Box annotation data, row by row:
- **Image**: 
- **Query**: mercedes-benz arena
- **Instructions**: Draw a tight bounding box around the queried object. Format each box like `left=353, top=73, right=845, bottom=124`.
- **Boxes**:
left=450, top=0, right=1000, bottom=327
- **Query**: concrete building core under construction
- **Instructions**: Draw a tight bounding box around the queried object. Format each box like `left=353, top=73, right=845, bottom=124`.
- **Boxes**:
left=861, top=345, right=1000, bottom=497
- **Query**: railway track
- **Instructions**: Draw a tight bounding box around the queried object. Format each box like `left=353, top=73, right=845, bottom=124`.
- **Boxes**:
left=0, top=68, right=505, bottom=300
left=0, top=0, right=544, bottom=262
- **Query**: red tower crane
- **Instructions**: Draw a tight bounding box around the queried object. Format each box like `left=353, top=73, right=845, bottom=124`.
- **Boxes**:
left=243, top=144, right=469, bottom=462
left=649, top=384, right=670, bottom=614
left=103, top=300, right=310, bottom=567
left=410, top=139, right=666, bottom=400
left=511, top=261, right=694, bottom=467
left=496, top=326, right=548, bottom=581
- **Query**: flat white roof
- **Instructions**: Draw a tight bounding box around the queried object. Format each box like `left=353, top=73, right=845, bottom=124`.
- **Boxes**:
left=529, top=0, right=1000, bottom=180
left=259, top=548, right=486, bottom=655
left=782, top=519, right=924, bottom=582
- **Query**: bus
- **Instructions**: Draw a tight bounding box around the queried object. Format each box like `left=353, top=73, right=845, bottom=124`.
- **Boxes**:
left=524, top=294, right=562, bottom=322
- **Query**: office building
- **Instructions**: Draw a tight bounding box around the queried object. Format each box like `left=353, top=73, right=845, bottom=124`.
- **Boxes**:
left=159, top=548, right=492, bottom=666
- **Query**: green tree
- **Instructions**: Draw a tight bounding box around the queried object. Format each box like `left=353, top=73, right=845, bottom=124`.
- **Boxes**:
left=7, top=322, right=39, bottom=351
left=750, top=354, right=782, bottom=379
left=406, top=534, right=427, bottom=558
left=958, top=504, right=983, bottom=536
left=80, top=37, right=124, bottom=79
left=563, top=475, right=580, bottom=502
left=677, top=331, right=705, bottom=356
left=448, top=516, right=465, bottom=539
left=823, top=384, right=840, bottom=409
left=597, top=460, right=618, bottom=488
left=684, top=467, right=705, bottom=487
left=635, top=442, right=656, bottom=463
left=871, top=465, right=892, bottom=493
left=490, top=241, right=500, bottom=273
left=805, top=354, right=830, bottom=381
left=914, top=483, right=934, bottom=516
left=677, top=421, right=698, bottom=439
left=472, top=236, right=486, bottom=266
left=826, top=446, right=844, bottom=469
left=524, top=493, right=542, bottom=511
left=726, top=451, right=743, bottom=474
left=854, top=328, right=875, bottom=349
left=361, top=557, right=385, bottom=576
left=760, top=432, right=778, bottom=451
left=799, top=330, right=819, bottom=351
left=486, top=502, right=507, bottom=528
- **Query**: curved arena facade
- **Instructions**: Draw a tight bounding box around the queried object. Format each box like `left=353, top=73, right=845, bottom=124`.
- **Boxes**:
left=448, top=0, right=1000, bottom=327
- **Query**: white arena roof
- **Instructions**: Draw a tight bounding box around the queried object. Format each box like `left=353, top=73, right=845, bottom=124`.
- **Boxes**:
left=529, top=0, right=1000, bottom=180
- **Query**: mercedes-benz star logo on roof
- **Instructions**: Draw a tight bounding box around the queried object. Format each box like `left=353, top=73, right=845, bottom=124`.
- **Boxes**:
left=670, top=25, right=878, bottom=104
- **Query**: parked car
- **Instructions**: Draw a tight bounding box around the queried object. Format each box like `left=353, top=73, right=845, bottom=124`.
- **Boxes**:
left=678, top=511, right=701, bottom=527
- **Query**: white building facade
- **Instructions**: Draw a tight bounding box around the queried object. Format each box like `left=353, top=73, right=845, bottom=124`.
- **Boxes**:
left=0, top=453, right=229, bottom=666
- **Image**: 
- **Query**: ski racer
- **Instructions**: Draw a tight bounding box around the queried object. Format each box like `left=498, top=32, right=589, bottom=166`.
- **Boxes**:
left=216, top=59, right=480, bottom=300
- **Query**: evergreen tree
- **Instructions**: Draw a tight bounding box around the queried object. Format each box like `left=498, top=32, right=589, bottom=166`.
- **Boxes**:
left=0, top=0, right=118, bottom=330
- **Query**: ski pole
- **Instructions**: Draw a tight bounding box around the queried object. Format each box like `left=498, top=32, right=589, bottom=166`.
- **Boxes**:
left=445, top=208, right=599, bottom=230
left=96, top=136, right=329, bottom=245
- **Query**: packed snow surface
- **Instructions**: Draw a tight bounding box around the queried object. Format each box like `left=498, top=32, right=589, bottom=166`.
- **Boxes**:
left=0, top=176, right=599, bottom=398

→ **What is expected**
Rewrite every line of the data above as a numbered list, skipping any blank lines.

→ **Complete output**
1. - **Image**: 
2. - **Query**: mercedes-benz arena
3. - **Instructions**: Draw a tight bounding box around the queried object. Format each box like `left=353, top=73, right=845, bottom=124`.
4. - **Boxes**:
5. left=450, top=0, right=1000, bottom=327
6. - **Query**: concrete building core under construction
7. - **Instructions**: Draw a tight bounding box around the queried object. Format each box like `left=353, top=73, right=845, bottom=124`.
8. - **Boxes**:
9. left=861, top=345, right=1000, bottom=497
10. - **Query**: railway track
11. - **Instructions**: Draw a tight bounding box around the queried object. Format each box like `left=353, top=73, right=845, bottom=124`.
12. - **Boxes**:
13. left=0, top=68, right=505, bottom=300
14. left=0, top=0, right=544, bottom=262
15. - **Query**: red tower crane
16. - **Instructions**: Draw a tight bounding box around the queried object. Format each box like `left=353, top=73, right=845, bottom=124`.
17. - **Boxes**:
18. left=243, top=144, right=469, bottom=462
19. left=649, top=384, right=670, bottom=614
20. left=103, top=300, right=310, bottom=567
21. left=410, top=139, right=666, bottom=400
22. left=511, top=261, right=694, bottom=467
23. left=496, top=326, right=548, bottom=581
24. - **Query**: flat white roof
25. - **Instructions**: Draw a tight bounding box around the queried object. Format each box like `left=353, top=73, right=845, bottom=124`.
26. - **Boxes**:
27. left=529, top=0, right=1000, bottom=180
28. left=259, top=548, right=486, bottom=655
29. left=782, top=519, right=924, bottom=582
30. - **Query**: bus
31. - **Instructions**: Draw a tight bounding box around the queried object. Format each box like `left=353, top=73, right=845, bottom=124`.
32. - **Boxes**:
33. left=524, top=294, right=562, bottom=322
34. - **Query**: office building
35. - **Instructions**: Draw a tight bounding box around the queried object. Format each box like `left=353, top=73, right=845, bottom=124`.
36. - **Boxes**:
37. left=159, top=548, right=492, bottom=666
38. - **Query**: green tree
39. - **Instructions**: Draw a tight bounding box around the queried object. Format each box like `left=353, top=73, right=845, bottom=124`.
40. - **Boxes**:
41. left=7, top=322, right=39, bottom=351
42. left=750, top=354, right=782, bottom=379
43. left=406, top=534, right=427, bottom=558
44. left=958, top=504, right=983, bottom=536
45. left=80, top=37, right=124, bottom=79
46. left=563, top=475, right=580, bottom=502
47. left=677, top=331, right=705, bottom=356
48. left=448, top=516, right=465, bottom=539
49. left=823, top=384, right=840, bottom=409
50. left=597, top=460, right=618, bottom=488
51. left=684, top=467, right=705, bottom=487
52. left=635, top=442, right=656, bottom=463
53. left=871, top=465, right=892, bottom=493
54. left=490, top=241, right=500, bottom=273
55. left=805, top=354, right=830, bottom=381
56. left=914, top=483, right=934, bottom=516
57. left=677, top=421, right=698, bottom=439
58. left=472, top=236, right=486, bottom=266
59. left=826, top=446, right=844, bottom=469
60. left=524, top=493, right=542, bottom=511
61. left=726, top=451, right=743, bottom=474
62. left=854, top=328, right=875, bottom=349
63. left=361, top=557, right=385, bottom=576
64. left=760, top=432, right=778, bottom=451
65. left=799, top=330, right=819, bottom=351
66. left=486, top=502, right=507, bottom=528
67. - **Query**: curved arena facade
68. - **Instructions**: Draw a tight bounding box around the queried object. Format each box like `left=353, top=73, right=845, bottom=124`.
69. - **Boxes**:
70. left=448, top=0, right=1000, bottom=327
71. - **Query**: white arena roof
72. - **Instructions**: Draw a tight bounding box around the queried object. Format each box like `left=353, top=73, right=845, bottom=124`.
73. - **Boxes**:
74. left=529, top=0, right=1000, bottom=180
75. - **Query**: mercedes-benz star logo on roof
76. - **Instructions**: Draw a tight bounding box around the queried object. Format each box like `left=353, top=73, right=845, bottom=124`.
77. - **Boxes**:
78. left=670, top=25, right=878, bottom=104
79. - **Query**: parked car
80. - **Instructions**: Draw a tight bounding box around the queried object. Format each box like `left=353, top=73, right=845, bottom=124`.
81. - **Boxes**:
82. left=678, top=511, right=701, bottom=527
83. - **Query**: white building facade
84. - **Instructions**: Draw a tight bounding box around the queried object. Format each box like `left=353, top=73, right=845, bottom=124`.
85. - **Boxes**:
86. left=0, top=453, right=229, bottom=666
87. - **Image**: 
88. - **Query**: ski racer
89. - **Instructions**: Draw a tight bounding box around the queried object. Format each box like `left=498, top=32, right=589, bottom=166`.
90. - **Boxes**:
91. left=216, top=59, right=480, bottom=300
92. - **Query**: evergreen tree
93. - **Instructions**: Draw a tight bounding box around the queried object. Format each box like `left=498, top=32, right=589, bottom=166`.
94. - **Boxes**:
95. left=0, top=0, right=118, bottom=330
96. - **Query**: ski pole
97. - **Instructions**: Draw a tight bounding box around the queried object. Format each box like `left=498, top=32, right=589, bottom=166`.
98. - **Boxes**:
99. left=445, top=208, right=599, bottom=230
100. left=96, top=136, right=329, bottom=245
101. - **Query**: packed snow surface
102. - **Instructions**: Draw a tight bounding box around the queried object. Format each box like `left=498, top=32, right=589, bottom=166`.
103. - **Boxes**:
104. left=0, top=176, right=599, bottom=398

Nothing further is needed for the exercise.